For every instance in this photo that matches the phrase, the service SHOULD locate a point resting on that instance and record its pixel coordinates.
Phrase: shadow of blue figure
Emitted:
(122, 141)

____________

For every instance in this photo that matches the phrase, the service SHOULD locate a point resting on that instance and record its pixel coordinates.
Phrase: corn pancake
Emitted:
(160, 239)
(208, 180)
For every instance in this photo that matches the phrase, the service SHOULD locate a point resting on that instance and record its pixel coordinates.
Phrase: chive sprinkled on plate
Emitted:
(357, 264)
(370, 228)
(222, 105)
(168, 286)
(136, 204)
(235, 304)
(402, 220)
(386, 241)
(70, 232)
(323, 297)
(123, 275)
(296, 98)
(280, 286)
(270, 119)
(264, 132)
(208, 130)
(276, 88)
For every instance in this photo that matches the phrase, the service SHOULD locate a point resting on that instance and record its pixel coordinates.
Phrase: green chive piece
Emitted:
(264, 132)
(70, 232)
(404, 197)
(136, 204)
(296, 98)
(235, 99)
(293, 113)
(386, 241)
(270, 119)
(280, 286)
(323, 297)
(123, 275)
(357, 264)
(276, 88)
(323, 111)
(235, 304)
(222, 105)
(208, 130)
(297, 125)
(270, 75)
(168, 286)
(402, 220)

____________

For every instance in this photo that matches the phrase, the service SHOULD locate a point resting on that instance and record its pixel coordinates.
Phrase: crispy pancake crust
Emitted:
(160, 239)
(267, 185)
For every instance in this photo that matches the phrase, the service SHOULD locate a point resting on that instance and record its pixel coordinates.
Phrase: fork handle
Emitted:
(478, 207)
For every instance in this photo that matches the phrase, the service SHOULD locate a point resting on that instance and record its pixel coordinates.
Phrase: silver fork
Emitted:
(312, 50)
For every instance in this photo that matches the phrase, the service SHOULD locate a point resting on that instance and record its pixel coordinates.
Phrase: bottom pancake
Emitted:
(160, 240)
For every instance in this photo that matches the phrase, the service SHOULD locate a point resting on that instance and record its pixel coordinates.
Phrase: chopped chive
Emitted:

____________

Search the entries for the word "fork". Copy every line where it occurs.

▶ **OUTPUT**
Phrase: fork handle
Phrase: silver fork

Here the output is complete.